Photo-based referring expression data:
········
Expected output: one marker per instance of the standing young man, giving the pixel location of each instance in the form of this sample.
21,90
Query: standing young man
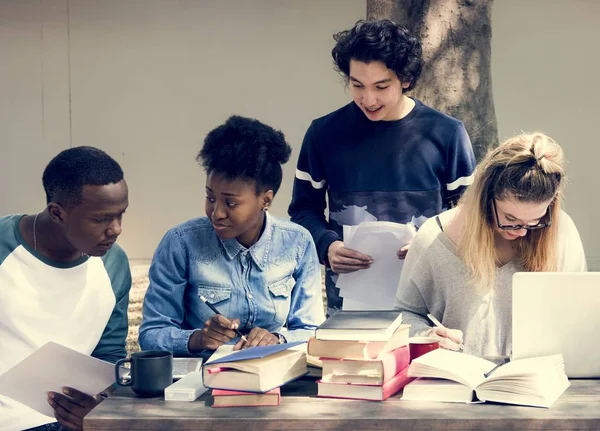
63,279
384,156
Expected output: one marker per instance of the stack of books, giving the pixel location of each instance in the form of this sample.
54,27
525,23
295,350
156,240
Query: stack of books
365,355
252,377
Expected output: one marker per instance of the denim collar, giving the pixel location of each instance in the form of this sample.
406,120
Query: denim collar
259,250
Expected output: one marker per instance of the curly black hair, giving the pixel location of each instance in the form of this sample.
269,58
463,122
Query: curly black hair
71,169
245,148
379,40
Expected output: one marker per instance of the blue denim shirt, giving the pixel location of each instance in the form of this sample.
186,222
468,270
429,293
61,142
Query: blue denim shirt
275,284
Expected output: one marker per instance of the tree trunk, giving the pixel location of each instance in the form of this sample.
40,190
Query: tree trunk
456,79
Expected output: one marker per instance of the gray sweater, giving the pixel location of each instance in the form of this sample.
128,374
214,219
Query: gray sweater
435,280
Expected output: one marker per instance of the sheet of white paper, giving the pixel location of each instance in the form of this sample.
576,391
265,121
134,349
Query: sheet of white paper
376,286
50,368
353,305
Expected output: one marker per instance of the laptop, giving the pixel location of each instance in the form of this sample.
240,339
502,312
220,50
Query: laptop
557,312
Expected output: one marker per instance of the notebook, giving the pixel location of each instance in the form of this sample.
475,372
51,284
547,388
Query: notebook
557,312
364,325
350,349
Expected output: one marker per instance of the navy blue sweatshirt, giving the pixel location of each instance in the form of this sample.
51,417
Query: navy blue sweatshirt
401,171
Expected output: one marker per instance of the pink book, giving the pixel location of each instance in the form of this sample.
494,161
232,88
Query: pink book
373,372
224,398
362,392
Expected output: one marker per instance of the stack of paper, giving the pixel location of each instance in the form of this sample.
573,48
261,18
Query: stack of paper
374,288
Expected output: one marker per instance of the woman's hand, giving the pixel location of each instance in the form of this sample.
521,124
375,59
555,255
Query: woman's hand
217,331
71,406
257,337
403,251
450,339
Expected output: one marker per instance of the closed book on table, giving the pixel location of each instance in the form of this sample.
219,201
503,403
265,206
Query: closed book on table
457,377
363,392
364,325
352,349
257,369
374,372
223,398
········
— Goal of the exercise —
Word for word, restate the records shown above, minus the pictures.

— Solution —
Expected output: one marker per instance of the standing young man, giving the pixel location of each instance in the form of this sample.
21,90
Query: standing young man
63,279
384,156
Expected output: one marker per instance of the stack of books, giving the pixel location of each instance in the form of this sample.
54,27
525,23
295,350
156,240
Query: stack of books
365,355
252,377
Expected output: one marker per instance of the denim collar, giving the pixel location of each instance in the form of this sample.
406,120
Query: denim collar
259,250
Expected output: one marker per instance of the curly black hair, giving the pixel location of each instance in the form of this sample.
269,58
463,122
Query: curly black hair
71,169
245,148
379,40
Expected output: one marker per instance of the blue denim shirt, giving the pixel location of each instance in the form of this sample.
186,222
468,270
429,293
61,142
Query: blue denim shirt
275,284
Expected output: one marker per instance of the tree trunk, giving the pixel location of each instance in the form of this sample.
40,190
Query: tree trunk
456,79
Expected output: one marker per instance of the gray sweater, giving the pixel location of each instance in the form of this sample.
128,374
214,219
Query: gray sweater
435,280
Expected output: one marker per instance of the sheet of white paper, giving the pixel location of each instance in the form of this sample.
576,391
265,121
134,349
Query: sheet of white paper
376,286
50,368
353,305
Expected output: one marker per instance of the laptop, giving the pixel location of each instance in the form of this sample.
240,339
502,312
220,50
Query: laptop
557,312
Expected output: one marker per instance of the notebook, giving the pixel location of each instance in the form of this sample.
475,372
51,284
547,388
Query: notebook
557,312
364,325
350,349
Expected output: one marker per instance of the navy blue sweatshirt, giving the pixel location of each instance in the form of this sample.
51,417
Query: navy blue sweatshirt
401,171
Expected output: one marker per instance of the pink book, giving the pixel location of each instance in the form of this sample.
494,161
232,88
Query: pink book
373,372
224,398
362,392
Expected output: one marker per instance of the stack of paper, giving the pixel location of each instance in the form of this sample.
573,48
261,18
Query: stack of paper
374,288
Expected output: one marker per instance of the woman's hand, giving the pixel location of each instance in the form of this sample.
521,124
375,59
555,255
Query: woman's hand
217,331
71,406
257,337
403,251
450,339
Expected output: one marker per instance of the closed book on table, giving the pixel location of each instance in the form of this sample.
219,201
503,403
265,206
Query: closed book on table
457,377
363,392
364,325
352,349
257,369
374,372
223,398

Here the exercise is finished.